> Task objective:
Using the listing below, set down exactly the lines starting at the line that contains "Could you identify the white stripe" and ending at the line that contains "Could you identify the black horse", both included, and no others.

★ ★ ★

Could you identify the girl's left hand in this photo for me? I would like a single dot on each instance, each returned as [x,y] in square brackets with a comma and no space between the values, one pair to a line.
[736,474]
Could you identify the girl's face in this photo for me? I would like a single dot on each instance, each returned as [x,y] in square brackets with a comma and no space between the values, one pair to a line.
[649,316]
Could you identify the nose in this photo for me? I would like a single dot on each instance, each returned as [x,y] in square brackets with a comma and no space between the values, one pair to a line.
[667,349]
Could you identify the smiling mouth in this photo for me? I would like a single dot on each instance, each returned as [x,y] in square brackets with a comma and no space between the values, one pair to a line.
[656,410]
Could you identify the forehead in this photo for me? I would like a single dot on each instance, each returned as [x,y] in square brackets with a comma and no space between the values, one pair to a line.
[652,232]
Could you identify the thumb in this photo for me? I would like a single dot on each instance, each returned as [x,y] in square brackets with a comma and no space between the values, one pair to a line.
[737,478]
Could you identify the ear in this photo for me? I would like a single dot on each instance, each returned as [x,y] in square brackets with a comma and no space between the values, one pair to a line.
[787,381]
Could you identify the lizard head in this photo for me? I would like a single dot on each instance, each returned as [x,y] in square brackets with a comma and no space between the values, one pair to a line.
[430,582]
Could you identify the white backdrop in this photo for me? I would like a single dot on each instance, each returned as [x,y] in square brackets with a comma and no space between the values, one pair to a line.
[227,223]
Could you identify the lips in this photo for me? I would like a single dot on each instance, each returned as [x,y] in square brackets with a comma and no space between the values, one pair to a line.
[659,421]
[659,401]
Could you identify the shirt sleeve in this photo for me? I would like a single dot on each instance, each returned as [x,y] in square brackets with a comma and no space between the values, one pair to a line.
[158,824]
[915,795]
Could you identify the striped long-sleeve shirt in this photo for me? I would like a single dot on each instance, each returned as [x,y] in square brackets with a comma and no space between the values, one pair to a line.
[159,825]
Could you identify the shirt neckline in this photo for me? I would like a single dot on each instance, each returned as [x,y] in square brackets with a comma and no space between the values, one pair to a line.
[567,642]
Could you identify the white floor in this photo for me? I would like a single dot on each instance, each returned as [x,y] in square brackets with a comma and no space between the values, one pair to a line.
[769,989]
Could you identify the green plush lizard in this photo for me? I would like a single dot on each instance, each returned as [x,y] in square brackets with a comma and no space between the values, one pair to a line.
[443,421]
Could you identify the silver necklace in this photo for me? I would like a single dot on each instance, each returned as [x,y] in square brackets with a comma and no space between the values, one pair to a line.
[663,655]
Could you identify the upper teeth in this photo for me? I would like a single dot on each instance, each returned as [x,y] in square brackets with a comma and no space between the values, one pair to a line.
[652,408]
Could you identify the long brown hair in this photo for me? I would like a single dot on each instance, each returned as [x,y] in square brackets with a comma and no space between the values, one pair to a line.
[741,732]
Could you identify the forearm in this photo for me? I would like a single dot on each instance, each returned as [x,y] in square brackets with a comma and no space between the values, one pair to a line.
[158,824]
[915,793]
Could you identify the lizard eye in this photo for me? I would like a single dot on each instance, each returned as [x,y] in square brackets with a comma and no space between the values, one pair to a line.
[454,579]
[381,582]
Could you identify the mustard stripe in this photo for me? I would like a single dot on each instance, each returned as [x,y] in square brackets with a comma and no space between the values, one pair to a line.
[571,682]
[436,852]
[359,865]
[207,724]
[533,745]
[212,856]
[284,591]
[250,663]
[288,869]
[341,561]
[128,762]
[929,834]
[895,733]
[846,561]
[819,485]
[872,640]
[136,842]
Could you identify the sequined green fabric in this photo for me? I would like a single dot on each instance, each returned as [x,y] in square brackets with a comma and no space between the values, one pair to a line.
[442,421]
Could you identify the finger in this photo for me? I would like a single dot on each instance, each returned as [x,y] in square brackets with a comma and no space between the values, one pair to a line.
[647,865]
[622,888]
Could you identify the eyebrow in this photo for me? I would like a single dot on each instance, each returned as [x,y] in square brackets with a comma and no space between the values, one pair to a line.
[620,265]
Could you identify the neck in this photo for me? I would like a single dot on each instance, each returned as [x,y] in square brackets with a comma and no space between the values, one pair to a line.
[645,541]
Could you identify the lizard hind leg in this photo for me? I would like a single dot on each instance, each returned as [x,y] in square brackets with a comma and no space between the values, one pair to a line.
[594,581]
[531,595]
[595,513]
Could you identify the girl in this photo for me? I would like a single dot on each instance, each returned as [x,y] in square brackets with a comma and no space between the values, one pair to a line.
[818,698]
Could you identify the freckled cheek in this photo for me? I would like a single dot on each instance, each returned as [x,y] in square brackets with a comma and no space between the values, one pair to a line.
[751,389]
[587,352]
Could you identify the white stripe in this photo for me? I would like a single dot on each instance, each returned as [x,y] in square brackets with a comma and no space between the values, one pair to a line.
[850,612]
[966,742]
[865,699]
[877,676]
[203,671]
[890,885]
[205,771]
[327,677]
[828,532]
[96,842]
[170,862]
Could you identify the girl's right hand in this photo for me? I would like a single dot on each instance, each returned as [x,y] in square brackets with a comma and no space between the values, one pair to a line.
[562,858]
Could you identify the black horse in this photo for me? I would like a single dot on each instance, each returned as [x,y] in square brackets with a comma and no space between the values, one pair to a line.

★ ★ ★

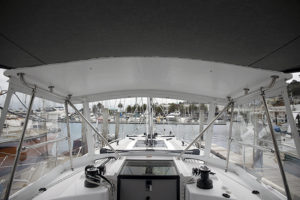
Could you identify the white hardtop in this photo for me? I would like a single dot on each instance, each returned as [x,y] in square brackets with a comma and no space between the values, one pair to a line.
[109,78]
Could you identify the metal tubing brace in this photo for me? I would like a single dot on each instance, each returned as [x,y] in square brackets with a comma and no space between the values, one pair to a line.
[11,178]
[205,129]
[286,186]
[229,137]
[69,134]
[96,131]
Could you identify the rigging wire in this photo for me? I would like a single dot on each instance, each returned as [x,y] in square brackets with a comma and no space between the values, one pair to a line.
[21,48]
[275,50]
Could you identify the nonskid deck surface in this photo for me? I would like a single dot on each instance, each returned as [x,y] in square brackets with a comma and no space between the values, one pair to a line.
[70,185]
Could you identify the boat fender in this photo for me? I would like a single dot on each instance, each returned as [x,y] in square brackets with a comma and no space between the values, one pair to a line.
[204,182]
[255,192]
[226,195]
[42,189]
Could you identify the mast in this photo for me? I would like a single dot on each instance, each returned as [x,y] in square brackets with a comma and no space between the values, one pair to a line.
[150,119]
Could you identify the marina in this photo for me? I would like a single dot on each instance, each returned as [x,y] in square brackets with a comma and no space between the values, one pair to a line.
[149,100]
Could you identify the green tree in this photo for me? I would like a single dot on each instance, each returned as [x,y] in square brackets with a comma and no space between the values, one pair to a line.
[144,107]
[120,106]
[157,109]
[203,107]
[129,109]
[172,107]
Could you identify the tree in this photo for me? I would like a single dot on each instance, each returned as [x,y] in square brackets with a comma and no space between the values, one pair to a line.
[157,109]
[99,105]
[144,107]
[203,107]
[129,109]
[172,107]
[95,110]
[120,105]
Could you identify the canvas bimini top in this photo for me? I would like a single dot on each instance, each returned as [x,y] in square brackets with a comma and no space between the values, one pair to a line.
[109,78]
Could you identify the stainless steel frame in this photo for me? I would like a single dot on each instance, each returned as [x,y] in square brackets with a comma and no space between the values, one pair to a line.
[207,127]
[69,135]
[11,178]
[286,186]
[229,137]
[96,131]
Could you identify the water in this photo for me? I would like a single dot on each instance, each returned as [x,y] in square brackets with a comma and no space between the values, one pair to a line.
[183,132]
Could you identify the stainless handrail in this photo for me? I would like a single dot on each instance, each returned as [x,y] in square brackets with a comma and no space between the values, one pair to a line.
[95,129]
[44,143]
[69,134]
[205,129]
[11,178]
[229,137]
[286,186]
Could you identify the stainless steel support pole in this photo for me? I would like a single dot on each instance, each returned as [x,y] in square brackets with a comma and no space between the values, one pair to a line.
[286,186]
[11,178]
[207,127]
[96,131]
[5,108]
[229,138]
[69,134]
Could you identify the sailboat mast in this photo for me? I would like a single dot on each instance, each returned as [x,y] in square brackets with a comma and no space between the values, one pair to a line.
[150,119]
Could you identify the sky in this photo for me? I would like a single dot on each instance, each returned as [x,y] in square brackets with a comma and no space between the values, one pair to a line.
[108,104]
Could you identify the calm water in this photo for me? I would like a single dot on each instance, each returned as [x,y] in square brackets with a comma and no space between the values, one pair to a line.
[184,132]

★ ★ ★

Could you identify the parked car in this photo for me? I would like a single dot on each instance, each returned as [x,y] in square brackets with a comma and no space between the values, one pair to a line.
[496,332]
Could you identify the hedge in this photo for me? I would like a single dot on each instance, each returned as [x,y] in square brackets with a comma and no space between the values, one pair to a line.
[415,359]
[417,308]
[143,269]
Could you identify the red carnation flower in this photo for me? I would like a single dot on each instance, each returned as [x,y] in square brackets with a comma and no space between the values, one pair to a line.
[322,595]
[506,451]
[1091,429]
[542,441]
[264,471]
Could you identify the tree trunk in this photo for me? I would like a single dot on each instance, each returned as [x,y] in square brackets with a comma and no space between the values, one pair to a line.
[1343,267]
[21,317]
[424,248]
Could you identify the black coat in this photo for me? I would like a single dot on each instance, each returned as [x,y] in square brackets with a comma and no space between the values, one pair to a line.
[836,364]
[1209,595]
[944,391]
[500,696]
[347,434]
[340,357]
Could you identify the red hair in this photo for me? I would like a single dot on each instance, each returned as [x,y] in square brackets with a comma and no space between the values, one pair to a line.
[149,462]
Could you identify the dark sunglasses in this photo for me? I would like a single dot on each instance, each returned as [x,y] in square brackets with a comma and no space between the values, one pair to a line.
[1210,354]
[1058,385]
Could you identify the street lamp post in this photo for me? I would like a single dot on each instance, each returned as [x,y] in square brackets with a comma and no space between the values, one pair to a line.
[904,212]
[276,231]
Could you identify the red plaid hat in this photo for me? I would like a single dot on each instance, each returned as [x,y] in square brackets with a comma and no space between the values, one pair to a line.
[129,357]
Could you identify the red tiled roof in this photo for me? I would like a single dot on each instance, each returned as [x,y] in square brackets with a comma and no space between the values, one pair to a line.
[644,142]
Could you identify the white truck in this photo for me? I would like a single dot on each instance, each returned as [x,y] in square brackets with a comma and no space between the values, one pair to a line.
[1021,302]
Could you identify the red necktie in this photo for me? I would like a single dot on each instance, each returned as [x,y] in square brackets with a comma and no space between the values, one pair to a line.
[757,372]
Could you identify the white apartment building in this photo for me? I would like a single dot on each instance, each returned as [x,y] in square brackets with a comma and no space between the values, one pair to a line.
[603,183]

★ ★ ★

> Exercise result:
Could you identify the white stripe in this photo for me? I would like a single dot on each instance, each returned as [x,y] in square brackets with a comma and no space between the values, one pair to a line.
[850,612]
[966,742]
[865,699]
[877,676]
[203,671]
[890,885]
[205,771]
[327,677]
[828,532]
[96,842]
[170,862]
Could you identify the girl's right hand in this photo for me? I would like a single dot on each instance, each returned as [x,y] in square brackets with a comma and no space between the values, one pair to a line.
[562,858]
Could you identify the black horse in this photo for me? I would like a single dot on each instance, each returned as [x,y] in square brackets with a comma and no space between the values, one pair to a line.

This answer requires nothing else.